### Records provided
--------------------

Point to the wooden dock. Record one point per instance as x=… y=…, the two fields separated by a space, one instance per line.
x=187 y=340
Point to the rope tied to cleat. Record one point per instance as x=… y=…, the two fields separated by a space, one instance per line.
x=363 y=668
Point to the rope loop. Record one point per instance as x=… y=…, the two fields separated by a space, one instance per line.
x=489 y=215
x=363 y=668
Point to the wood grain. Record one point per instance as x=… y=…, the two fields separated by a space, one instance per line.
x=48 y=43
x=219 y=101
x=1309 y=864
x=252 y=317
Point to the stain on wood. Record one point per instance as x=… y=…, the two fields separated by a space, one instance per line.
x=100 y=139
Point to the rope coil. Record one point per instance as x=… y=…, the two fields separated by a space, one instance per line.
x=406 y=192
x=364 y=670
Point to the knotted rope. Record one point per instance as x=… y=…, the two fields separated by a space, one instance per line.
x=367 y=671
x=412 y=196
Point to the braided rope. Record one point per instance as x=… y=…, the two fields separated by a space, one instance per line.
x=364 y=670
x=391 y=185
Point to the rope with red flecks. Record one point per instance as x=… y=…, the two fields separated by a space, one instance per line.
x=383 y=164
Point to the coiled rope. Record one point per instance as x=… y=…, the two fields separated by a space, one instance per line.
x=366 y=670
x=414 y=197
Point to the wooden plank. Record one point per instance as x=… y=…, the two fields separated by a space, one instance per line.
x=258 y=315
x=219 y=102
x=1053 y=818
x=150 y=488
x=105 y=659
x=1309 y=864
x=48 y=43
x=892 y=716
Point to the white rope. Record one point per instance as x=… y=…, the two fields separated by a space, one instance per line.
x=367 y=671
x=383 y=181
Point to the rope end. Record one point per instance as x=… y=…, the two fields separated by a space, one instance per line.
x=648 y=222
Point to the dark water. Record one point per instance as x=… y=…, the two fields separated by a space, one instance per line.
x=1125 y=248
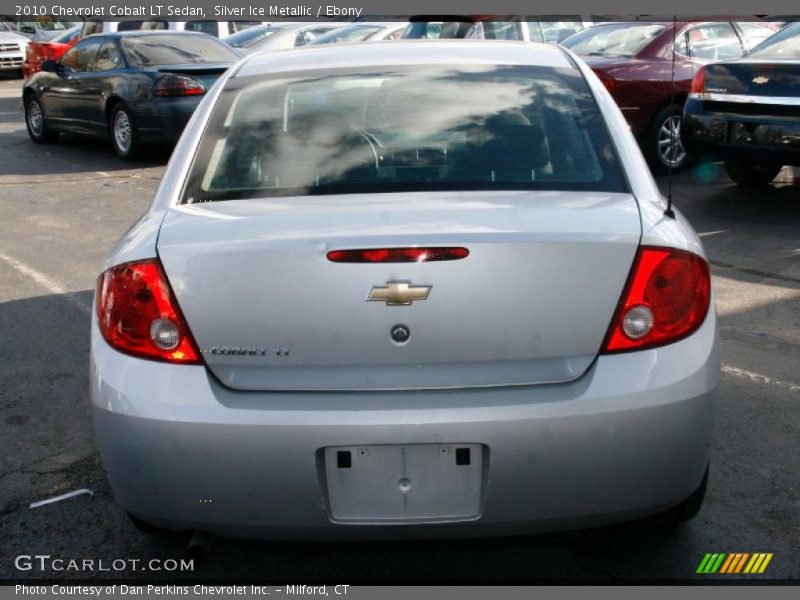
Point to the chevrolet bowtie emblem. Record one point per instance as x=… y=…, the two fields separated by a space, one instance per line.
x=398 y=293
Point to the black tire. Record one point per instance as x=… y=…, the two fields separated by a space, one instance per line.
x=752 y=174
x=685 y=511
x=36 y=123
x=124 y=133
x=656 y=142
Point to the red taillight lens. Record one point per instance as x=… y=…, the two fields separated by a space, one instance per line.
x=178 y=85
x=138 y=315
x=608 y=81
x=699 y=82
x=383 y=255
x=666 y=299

--------------------

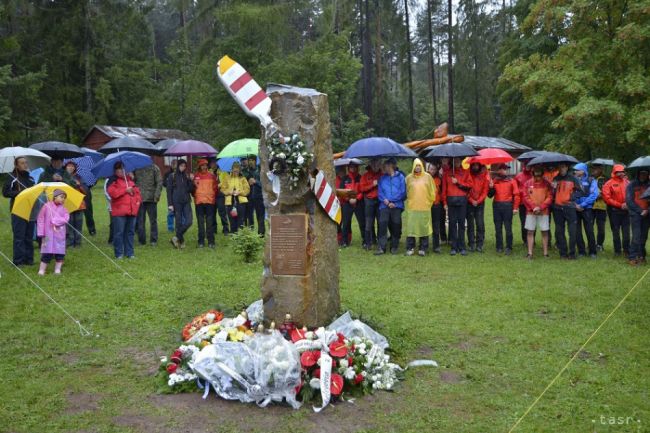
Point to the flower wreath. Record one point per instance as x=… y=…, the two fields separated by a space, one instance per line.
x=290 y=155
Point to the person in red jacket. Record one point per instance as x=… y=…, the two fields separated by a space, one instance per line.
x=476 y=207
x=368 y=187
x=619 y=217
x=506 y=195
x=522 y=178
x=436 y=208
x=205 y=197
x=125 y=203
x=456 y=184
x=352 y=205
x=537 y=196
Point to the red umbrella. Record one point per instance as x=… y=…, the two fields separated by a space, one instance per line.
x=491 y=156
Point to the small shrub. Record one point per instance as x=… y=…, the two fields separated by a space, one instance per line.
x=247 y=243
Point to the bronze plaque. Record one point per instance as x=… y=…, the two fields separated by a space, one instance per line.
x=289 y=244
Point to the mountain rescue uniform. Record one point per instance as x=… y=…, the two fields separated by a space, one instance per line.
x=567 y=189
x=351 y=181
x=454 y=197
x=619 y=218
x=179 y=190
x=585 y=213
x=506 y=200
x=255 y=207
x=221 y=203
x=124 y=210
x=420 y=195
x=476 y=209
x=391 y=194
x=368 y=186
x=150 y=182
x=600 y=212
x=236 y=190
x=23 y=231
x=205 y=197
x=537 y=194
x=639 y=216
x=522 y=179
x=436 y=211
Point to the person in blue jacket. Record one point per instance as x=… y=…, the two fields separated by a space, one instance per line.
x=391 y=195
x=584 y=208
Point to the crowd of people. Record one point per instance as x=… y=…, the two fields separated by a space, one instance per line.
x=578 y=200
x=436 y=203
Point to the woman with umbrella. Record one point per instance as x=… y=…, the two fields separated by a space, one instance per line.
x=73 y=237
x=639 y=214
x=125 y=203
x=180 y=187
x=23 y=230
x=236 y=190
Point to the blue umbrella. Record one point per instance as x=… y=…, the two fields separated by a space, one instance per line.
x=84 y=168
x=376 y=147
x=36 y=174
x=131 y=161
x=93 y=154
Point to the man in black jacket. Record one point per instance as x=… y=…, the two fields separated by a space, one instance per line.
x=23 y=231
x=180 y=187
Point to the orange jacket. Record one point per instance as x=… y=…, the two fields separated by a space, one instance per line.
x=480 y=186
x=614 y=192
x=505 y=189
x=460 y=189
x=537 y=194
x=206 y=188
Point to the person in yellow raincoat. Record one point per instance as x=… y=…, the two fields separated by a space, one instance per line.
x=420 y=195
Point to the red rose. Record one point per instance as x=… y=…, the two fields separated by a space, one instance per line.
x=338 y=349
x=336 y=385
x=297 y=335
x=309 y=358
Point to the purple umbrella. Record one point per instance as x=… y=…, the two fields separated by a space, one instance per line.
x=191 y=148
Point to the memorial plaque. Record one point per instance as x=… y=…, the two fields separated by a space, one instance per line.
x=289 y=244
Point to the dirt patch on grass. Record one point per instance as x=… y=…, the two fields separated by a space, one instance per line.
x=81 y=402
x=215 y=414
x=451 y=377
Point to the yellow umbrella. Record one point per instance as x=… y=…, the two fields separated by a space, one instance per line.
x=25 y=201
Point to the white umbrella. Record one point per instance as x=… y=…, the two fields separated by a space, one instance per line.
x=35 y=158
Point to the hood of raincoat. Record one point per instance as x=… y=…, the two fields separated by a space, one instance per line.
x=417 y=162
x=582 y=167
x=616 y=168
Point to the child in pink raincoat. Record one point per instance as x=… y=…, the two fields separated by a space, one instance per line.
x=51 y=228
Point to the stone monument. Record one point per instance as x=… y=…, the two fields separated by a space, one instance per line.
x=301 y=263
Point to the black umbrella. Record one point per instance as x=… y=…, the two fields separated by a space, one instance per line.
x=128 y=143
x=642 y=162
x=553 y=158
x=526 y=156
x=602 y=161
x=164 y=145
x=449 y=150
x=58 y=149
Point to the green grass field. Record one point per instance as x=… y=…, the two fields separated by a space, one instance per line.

--------------------

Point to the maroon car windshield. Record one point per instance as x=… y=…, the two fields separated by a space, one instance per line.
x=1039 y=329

--------------------

Give back, unchanged, the run of lines in the listing above that begins at the line containing "Point to the black umbrella." and ends at the line containing "Point to the green", both included.

### Solution for this problem
Point to the black umbrella. Record one point per instance as x=… y=…, the two fields separated by a space, one instance per line.
x=128 y=143
x=642 y=162
x=553 y=158
x=526 y=156
x=602 y=161
x=164 y=145
x=449 y=150
x=58 y=149
Point to the green grass field. Record one point per instance as x=… y=…, the two fields separated by a space, one instance per line.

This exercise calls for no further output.